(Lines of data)
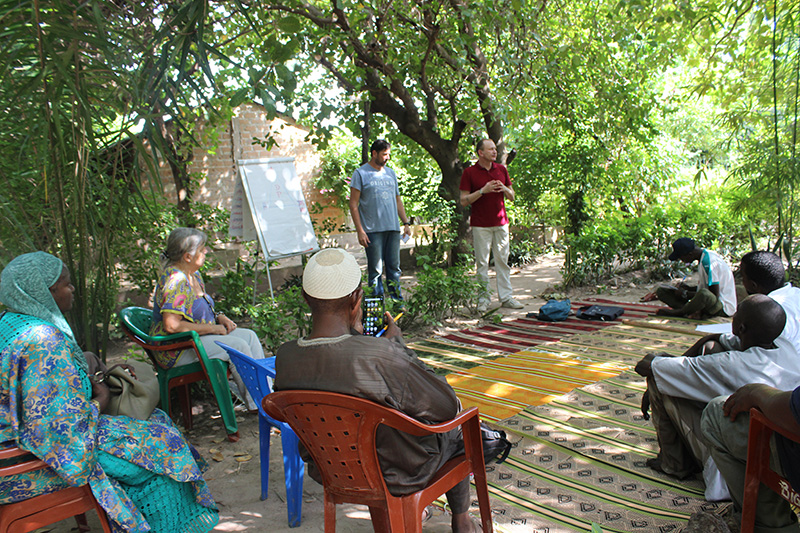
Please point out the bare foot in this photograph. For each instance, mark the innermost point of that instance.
(463, 523)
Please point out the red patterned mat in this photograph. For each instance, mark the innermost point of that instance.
(522, 333)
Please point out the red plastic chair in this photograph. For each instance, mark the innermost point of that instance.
(758, 470)
(41, 511)
(339, 432)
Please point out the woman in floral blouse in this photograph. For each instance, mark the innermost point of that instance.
(181, 303)
(142, 472)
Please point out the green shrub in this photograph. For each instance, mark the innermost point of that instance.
(616, 242)
(523, 252)
(439, 293)
(282, 320)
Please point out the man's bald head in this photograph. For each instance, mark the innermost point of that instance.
(760, 320)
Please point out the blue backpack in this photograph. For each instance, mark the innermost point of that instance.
(554, 310)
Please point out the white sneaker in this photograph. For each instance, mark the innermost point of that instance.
(511, 303)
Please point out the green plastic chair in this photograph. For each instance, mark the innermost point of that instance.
(136, 324)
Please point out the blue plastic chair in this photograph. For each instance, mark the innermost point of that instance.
(254, 373)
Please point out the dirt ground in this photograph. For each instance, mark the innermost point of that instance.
(234, 473)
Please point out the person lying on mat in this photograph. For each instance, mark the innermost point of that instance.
(725, 424)
(142, 472)
(715, 293)
(762, 273)
(337, 357)
(678, 388)
(181, 303)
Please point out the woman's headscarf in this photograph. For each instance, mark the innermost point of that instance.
(25, 288)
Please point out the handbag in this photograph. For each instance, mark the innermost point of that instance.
(495, 444)
(604, 313)
(554, 310)
(133, 397)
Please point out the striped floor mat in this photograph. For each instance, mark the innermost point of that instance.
(580, 460)
(572, 407)
(501, 385)
(522, 333)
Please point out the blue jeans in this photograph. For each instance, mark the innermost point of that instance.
(384, 249)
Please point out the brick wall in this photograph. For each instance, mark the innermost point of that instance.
(235, 142)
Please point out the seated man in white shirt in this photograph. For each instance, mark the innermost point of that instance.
(678, 388)
(762, 273)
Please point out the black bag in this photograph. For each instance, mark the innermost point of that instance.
(495, 444)
(600, 312)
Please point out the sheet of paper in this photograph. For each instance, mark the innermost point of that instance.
(714, 328)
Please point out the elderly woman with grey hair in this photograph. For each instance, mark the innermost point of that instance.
(182, 304)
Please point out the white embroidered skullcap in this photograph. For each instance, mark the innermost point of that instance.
(330, 274)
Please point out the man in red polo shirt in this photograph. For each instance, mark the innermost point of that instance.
(485, 186)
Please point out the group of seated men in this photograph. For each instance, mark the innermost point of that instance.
(700, 401)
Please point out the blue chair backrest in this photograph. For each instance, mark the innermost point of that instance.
(254, 373)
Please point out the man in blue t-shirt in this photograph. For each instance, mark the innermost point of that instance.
(727, 433)
(375, 205)
(715, 293)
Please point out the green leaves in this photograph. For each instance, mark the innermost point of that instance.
(289, 24)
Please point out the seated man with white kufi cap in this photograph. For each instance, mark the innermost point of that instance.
(337, 357)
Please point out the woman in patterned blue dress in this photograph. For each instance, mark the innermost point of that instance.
(142, 472)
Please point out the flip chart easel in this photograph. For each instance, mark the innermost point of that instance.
(268, 205)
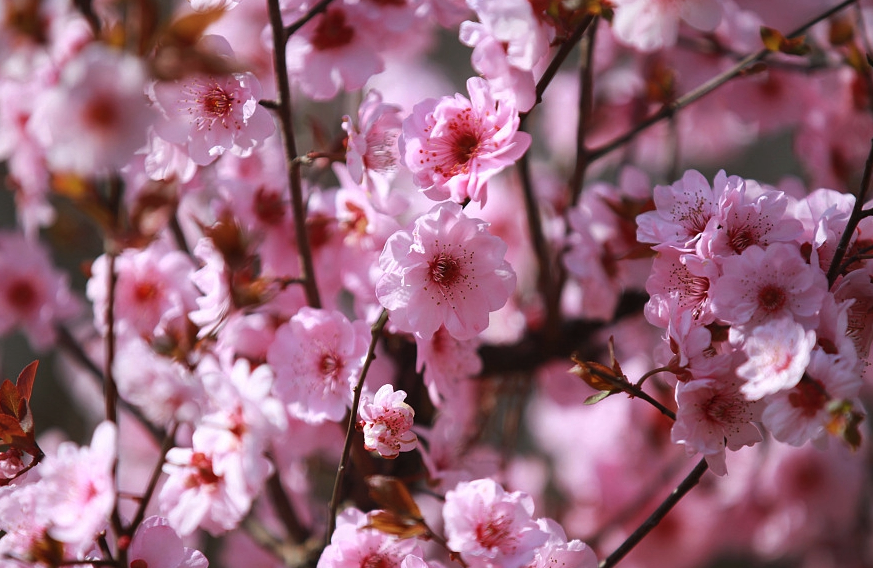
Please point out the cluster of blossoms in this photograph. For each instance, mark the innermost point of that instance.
(403, 296)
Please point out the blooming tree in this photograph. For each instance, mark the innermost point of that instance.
(373, 272)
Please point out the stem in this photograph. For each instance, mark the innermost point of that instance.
(375, 332)
(670, 109)
(677, 494)
(555, 64)
(169, 440)
(314, 11)
(280, 38)
(586, 107)
(854, 219)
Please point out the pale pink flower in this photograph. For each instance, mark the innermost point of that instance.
(354, 545)
(97, 116)
(210, 114)
(386, 422)
(446, 361)
(455, 145)
(317, 356)
(778, 352)
(156, 545)
(761, 284)
(557, 552)
(448, 271)
(334, 49)
(34, 296)
(372, 142)
(712, 414)
(491, 527)
(81, 487)
(653, 24)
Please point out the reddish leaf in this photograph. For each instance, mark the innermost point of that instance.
(24, 384)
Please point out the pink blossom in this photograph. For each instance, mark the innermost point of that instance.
(81, 488)
(448, 271)
(778, 352)
(712, 415)
(211, 114)
(317, 356)
(761, 284)
(455, 145)
(387, 421)
(97, 115)
(334, 49)
(652, 24)
(354, 545)
(156, 545)
(34, 296)
(491, 527)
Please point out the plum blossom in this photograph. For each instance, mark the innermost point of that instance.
(491, 527)
(156, 545)
(386, 423)
(33, 294)
(212, 114)
(317, 356)
(653, 24)
(448, 271)
(712, 415)
(97, 115)
(762, 284)
(454, 145)
(778, 352)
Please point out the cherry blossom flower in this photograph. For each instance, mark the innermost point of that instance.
(317, 356)
(778, 352)
(386, 422)
(652, 24)
(712, 415)
(762, 284)
(455, 145)
(34, 296)
(448, 271)
(210, 114)
(97, 116)
(156, 545)
(491, 527)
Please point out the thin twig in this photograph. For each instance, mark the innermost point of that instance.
(670, 109)
(294, 182)
(376, 333)
(681, 490)
(854, 219)
(559, 58)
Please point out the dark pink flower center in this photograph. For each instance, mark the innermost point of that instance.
(771, 298)
(445, 270)
(332, 31)
(494, 533)
(21, 295)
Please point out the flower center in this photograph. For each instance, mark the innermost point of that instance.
(445, 270)
(332, 31)
(771, 298)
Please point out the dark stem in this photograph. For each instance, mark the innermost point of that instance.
(555, 64)
(376, 333)
(280, 37)
(314, 11)
(670, 109)
(169, 440)
(681, 490)
(854, 219)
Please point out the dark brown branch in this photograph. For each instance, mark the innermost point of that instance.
(376, 333)
(681, 490)
(280, 36)
(854, 219)
(670, 109)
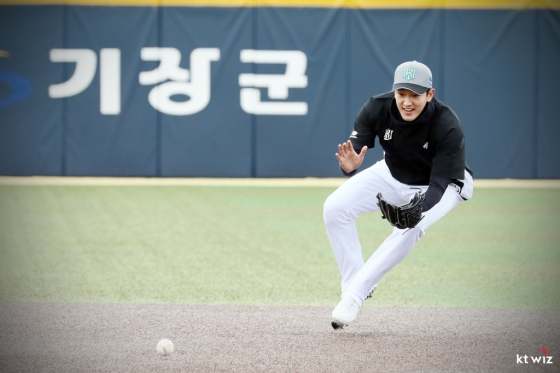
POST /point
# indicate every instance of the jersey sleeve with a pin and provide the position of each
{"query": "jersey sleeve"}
(364, 127)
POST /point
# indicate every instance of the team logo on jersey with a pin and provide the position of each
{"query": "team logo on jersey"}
(409, 73)
(388, 135)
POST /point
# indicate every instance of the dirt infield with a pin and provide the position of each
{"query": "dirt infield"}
(66, 337)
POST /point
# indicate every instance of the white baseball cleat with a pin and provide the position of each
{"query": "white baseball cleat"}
(345, 312)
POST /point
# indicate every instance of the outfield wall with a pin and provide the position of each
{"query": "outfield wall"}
(265, 90)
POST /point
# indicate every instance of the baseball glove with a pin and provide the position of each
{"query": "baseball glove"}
(402, 217)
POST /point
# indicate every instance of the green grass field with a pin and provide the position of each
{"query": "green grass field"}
(265, 246)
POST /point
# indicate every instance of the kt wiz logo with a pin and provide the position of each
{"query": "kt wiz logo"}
(543, 359)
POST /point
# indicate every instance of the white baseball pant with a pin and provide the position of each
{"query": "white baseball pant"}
(359, 195)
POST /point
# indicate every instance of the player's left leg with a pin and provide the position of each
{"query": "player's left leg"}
(393, 250)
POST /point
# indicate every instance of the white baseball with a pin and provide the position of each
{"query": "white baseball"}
(165, 347)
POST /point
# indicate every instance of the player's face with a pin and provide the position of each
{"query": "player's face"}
(410, 104)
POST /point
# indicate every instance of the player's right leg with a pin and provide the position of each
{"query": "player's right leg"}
(353, 198)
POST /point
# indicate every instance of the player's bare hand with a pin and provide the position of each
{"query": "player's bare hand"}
(348, 158)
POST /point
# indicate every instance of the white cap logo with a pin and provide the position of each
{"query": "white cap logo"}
(409, 73)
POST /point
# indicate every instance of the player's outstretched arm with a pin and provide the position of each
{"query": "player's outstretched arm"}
(348, 158)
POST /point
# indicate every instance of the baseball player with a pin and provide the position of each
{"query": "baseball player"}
(422, 177)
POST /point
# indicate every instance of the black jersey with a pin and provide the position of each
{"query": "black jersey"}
(433, 145)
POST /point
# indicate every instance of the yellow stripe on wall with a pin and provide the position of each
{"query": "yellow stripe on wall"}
(354, 4)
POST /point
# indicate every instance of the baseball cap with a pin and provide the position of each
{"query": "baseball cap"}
(414, 76)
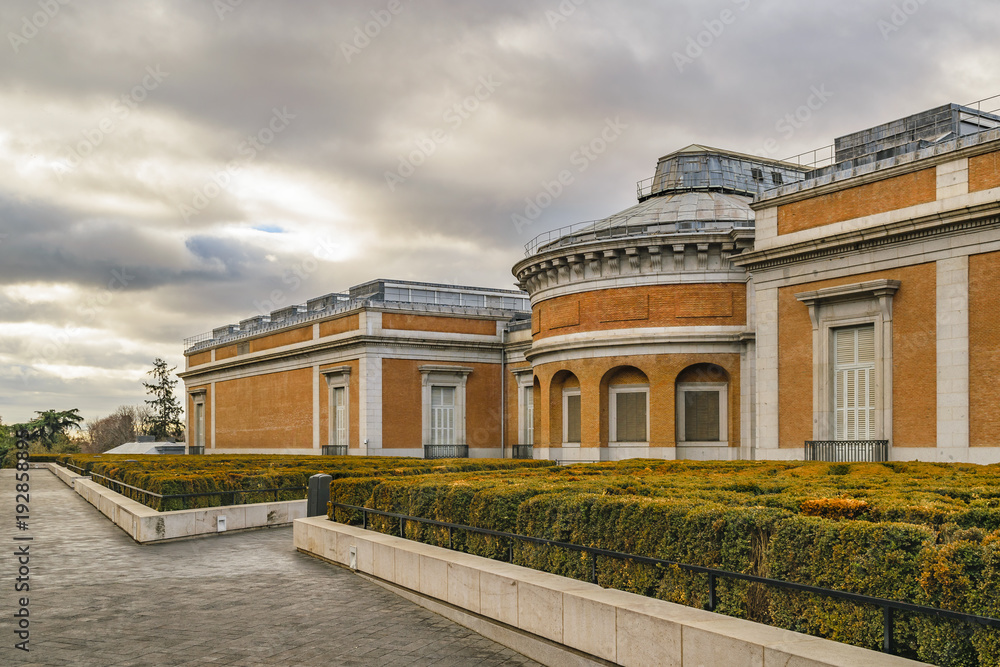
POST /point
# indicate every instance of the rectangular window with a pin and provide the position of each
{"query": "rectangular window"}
(528, 430)
(854, 383)
(630, 416)
(701, 416)
(340, 416)
(572, 424)
(442, 416)
(199, 424)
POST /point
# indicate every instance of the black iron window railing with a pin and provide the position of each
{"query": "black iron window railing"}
(446, 451)
(521, 451)
(888, 607)
(847, 451)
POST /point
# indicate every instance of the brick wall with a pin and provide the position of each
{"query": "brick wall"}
(886, 195)
(984, 172)
(648, 306)
(593, 376)
(199, 359)
(914, 367)
(513, 434)
(225, 352)
(440, 324)
(298, 335)
(984, 352)
(272, 410)
(339, 325)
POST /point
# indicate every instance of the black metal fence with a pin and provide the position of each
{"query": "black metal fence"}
(521, 451)
(446, 451)
(888, 607)
(847, 451)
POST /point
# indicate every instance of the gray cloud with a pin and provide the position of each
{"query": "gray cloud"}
(93, 186)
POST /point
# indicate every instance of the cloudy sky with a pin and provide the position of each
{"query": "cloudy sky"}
(170, 167)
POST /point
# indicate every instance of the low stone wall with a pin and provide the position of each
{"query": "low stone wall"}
(146, 525)
(561, 621)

• [TASK OBJECTIVE]
Report every line in the entries above that contains the word "baseball".

• [COMPLETED EXERCISE]
# indicate every instance of the white baseball cleat with a pin and provide the position of each
{"query": "white baseball cleat"}
# indicate every instance of the baseball glove with a pin and provide the position of each
{"query": "baseball glove"}
# indicate every instance of the white baseball pant with a pin and provide the position of each
{"query": "white baseball pant"}
# indicate every instance of the white baseball with a pin and provide the position of each
{"query": "white baseball"}
# indicate every instance of the baseball player with a pin and provide the position of each
{"query": "baseball player"}
# indicate every instance of the baseball cap with a pin and provide the position of each
{"query": "baseball cap"}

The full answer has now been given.